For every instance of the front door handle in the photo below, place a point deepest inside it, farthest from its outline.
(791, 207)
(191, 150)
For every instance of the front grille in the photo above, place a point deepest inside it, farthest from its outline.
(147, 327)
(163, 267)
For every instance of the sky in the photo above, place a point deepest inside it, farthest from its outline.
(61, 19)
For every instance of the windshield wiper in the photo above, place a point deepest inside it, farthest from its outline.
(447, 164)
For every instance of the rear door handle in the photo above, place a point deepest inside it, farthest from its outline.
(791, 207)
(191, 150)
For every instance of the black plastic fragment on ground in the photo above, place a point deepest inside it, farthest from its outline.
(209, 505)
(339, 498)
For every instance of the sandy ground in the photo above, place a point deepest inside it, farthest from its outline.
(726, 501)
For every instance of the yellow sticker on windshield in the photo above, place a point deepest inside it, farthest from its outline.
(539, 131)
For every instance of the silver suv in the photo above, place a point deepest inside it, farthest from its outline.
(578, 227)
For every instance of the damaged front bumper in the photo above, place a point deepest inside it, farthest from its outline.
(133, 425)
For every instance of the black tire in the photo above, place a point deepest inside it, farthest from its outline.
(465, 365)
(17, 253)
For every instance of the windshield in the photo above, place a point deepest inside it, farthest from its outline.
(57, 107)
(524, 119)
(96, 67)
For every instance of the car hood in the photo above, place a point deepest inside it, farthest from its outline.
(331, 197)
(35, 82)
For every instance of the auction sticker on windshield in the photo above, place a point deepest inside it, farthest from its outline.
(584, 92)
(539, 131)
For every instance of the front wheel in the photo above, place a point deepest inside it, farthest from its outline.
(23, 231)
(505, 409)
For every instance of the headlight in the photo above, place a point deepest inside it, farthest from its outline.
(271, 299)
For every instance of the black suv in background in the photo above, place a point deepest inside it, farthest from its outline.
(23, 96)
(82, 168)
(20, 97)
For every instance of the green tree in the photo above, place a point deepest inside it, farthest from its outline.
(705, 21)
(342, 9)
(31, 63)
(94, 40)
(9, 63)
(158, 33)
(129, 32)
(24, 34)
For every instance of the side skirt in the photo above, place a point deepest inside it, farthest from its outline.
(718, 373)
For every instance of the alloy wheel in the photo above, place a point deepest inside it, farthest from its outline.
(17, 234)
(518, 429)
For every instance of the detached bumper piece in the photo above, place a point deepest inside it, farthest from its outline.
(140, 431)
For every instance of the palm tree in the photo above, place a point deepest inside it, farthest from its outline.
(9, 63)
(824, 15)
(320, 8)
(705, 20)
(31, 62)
.....
Copy all the records exactly so that no character differs from the source.

For every instance of the front door handle in the photo below, place a point deepest inside it, farthest from its outline.
(791, 207)
(191, 150)
For every instance of the front grille in the photo above, place a point deepest inside it, farthest from its outline.
(147, 327)
(163, 267)
For every instance of the sky in the photo above, place a point deepest inside it, farthest from its outline.
(61, 19)
For every instance of the windshield wiper in the photo above, place a point deepest inside it, farthest from its outline.
(447, 164)
For every instance of the rear door handle in the photo above, place a point deepest inside it, farthest from its outline.
(791, 207)
(191, 150)
For every instance of the black plastic fragment on ground in the photo above, place a point deepest inside it, farthest from its outline.
(209, 505)
(339, 498)
For every instance of the sandy ground in the photo above, place a point deepest inside it, farthest from its outline.
(726, 501)
For every instance of the yellow sticker on windshield in the photo above, place a point deepest inside it, farthest from its outline.
(539, 131)
For every instance of the silver suv in the photo above, place a point deepest inside it, farthest from its outline.
(578, 227)
For every instance of the damaged front bumper in the photo above, place a point deepest inside it, farthest from its outline.
(133, 425)
For every instance of the black tire in the photo above, place a point deepest inside it, farthest from its outline.
(465, 365)
(17, 253)
For every instance of the windshield in the photo above, place a point deepest inside it, farthest from its outline.
(57, 107)
(524, 119)
(96, 67)
For every instance of the car hood in the photo above, place a point deepest inside it, farthest from its outline.
(331, 197)
(35, 82)
For every instance of the auction sticker on windshield in the photo above, place a point deepest inside it, farthest from its outline.
(584, 92)
(539, 131)
For every instance of the front wheel in the photo above, place a point deepest inside it, farthest from its outline.
(23, 231)
(505, 409)
For every instance of the headlight in the photo above, place a point deepest inside it, farthest from its outline.
(271, 299)
For every instance of the black suv in background in the photo above, place a point deepest inside it, farthest from its outline.
(23, 96)
(82, 168)
(20, 97)
For every instance of the green tree in the photo above, place a point deepest inside it, farthest from its outline.
(705, 21)
(342, 9)
(31, 63)
(94, 40)
(9, 63)
(158, 33)
(129, 32)
(24, 34)
For every instance of the side skirt in the photo above, place a point deepest inside it, farthest from its outline.
(718, 373)
For every instance of the alloy wheel in the photo above, place a point deepest inside it, farthest from its outline.
(17, 234)
(518, 429)
For every instance of the detached bumper piece in the photo above, place a point deepest inside it, farthest from its outline.
(140, 431)
For every instance of the palm tree in the photo above, place a point deepest inside it, farthest from its outline.
(9, 63)
(824, 15)
(320, 8)
(705, 20)
(31, 62)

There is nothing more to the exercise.